PROVIDED PASSAGE –
The despair at the scenes of violence stood in stark contrast to triumphant moments that unfolded elsewhere as Iraqis dipped their fingers in purple ink and cast ballots in elections that were billed as the first organized and secured by Iraqis since the US-led invasion of 2003.
"It's in the Iraqi nature to rise to a challenge, and we were challenged," said Younis Gomar, the head of a polling center in Baghdad.
Congrats from Obama
"We mourn the tragic loss of life today, and honor the courage and resilience of the Iraqi people who once again defied threats to advance their democracy," President Obama said in a statement of congratulations.
Later, speaking in the White House Rose Garden, Obama added that by the end of August, "our combat mission will end" and said, "By the end of next year, all US troops will be out of Iraq."
The US military, however, played a crucial behind-the-scenes role Sunday, a fact that calls into question whether Iraq's security forces will be able to lock down their country on similar high-stakes occasions after the American withdrawal.

EXTRACTED ENTRIES –
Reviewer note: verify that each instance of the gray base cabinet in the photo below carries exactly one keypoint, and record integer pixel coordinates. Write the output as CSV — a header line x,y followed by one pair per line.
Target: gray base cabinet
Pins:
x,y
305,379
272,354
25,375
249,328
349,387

BRIEF – Update the Iraqi elections passage from "The despair at" to "invasion of 2003.", putting "blue" in place of "purple".

OUTPUT OF THE EXERCISE –
The despair at the scenes of violence stood in stark contrast to triumphant moments that unfolded elsewhere as Iraqis dipped their fingers in blue ink and cast ballots in elections that were billed as the first organized and secured by Iraqis since the US-led invasion of 2003.